Exercise instructions: From the excerpt on financial sanctions, list each criterion it says was previously or is now used in calculating the n factor, including any proxy it names.

Reading text:
The manner in which the n factor is calculated under this Communication represents a modification of the way the n factor was previously calculated. Previous communications took both the Member States’ GDP and their institutional weight into account. The latter was expressed through the use of a proxy, most recently the number of seats in the European Parliament allocated to each Member State.

By judgment of 20 January 2022, in Commission v Greece (18), the Court examined the elements considered relevant for assessing a Member State’s capacity to pay for the purposes of imposing financial sanctions based on Article 260 TFEU. In that judgment, the Court held that ‘[…] without prejudice to the possibility for the Commission to propose financial penalties which are based on multiple criteria, with a view, in particular, to allowing a reasonable gap between the various Member States to be maintained, it is necessary to rely on the GDP of the Hellenic Republic as the predominant factor for the purposes of assessing its ability to pay, without taking account of the institutional weight of the Hellenic Republic […].’ (19) According to the Court, ‘the objective of setting penalties that are sufficiently dissuasive does not necessarily require that account be taken of the institutional weight in the European Union of the Member State concerned’ and ‘taking into account the institutional weight of the Member State concerned is not essential to ensuring sufficient deterrence and inducing that Member State to change its current or future conduct.’ (20)

The Commission has therefore decided to revise its method for calculating the n factor, which now predominantly relies on Member States’ GDP and secondarily on their population as a demographic criterion allowing a reasonable deviation between the various Member States to be maintained. Taking into account Member States’ population for one third of the calculation of the n factor reduces to a reasonable degree the variation of Member States’ n factors, as compared to a calculation based solely on Member States’ GDP. It also adds an element of stability in the calculation of the n factor, since population is unlikely to vary significantly on an annual basis. In contrast, a Member State’s GDP might experience higher annual fluctuations, in particular in periods of economic crisis. At the same time, since the Member State’s GDP still accounts for two thirds of the calculation, it remains the predominant factor for the purposes of assessing its capacity to pay.

The n factors for each Member State are laid down in point 3 of the Annex I.

4.   LUMP SUM PAYMENT

To take full account of the deterrent effect of the lump sum payment and the principles of proportionality and equal treatment, the Commission’s proposal to the Court comprises:

the setting of a fixed minimum lump sum, and

a method of calculation based on a daily amount multiplied by the number of days the infringement persists; this method is applied when the result of the calculation exceeds the fixed minimum lump sum.

Provided records:
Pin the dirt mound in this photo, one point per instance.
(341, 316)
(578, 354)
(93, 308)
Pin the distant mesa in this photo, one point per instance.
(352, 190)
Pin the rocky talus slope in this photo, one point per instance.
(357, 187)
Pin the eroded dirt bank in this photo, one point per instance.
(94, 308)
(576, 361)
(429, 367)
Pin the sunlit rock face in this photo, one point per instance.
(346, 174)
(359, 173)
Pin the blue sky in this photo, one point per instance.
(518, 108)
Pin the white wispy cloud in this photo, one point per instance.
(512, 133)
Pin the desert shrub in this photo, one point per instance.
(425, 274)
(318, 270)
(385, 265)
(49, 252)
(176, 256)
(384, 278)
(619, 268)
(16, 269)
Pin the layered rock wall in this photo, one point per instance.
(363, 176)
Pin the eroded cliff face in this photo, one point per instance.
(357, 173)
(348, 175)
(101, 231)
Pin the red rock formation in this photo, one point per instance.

Solution to this problem:
- Member States' GDP
- Member States' institutional weight
- The number of seats in the European Parliament allocated to each Member State, used as a proxy for institutional weight
- Member States' population